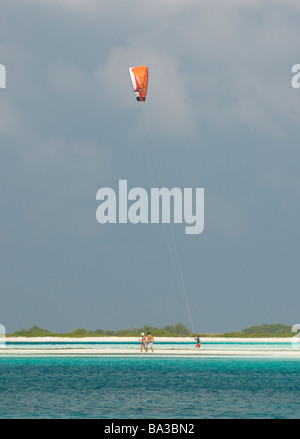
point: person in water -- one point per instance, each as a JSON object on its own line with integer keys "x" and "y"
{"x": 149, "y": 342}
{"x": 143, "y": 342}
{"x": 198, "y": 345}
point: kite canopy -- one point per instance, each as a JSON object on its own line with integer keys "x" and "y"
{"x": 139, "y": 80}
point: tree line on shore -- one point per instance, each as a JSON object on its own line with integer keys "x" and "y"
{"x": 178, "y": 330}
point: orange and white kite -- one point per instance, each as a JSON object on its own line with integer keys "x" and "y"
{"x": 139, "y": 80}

========================

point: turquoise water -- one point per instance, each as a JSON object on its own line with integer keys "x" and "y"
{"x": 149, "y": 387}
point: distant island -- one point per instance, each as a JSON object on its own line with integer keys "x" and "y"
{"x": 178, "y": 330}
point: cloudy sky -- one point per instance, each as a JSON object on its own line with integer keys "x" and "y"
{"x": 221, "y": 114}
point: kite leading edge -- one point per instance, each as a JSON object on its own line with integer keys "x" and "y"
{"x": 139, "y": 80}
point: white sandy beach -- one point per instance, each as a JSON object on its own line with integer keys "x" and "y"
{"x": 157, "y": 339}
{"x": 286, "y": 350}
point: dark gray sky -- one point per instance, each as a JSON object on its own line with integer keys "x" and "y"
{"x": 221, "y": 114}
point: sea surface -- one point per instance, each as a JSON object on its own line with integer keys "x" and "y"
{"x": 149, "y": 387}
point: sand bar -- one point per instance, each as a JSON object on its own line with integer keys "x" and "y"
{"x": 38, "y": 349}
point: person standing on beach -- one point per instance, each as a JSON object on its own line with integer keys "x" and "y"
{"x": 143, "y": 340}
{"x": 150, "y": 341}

========================

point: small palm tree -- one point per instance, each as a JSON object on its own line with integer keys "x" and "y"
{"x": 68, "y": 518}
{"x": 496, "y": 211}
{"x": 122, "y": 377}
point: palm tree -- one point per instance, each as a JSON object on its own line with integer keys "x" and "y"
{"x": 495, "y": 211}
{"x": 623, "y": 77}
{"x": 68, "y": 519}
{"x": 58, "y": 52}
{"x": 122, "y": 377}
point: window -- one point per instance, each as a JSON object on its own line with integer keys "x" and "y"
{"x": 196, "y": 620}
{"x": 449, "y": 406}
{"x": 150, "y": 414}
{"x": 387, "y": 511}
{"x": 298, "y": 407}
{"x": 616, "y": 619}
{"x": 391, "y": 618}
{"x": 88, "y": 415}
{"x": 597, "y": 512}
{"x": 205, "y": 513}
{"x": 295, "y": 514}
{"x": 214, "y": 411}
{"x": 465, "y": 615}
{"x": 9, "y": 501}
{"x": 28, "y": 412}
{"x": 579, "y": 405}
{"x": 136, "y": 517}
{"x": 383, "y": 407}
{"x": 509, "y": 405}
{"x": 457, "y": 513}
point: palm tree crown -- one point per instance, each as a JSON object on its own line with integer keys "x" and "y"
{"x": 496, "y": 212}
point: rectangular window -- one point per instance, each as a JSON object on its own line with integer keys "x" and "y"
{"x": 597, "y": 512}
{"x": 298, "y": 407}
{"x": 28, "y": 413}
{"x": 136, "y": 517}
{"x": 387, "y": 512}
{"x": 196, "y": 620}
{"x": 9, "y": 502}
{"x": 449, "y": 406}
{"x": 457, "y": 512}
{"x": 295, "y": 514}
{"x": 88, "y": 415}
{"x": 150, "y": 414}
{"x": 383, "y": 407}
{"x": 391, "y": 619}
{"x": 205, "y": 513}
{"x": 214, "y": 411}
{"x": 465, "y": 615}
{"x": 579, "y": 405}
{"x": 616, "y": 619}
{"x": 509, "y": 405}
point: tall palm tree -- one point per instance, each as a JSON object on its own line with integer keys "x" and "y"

========================

**WHAT THIS TASK INVOLVES:** Pull out every line of the material above that contains the word "white".

**PROBLEM SOLUTION:**
point: orange and white kite -- one point per instance, each as a JSON object on its own line with integer keys "x" and "y"
point: white sandy beach -- one point per instance, each as a JSON object on its own line with integer keys "x" and "y"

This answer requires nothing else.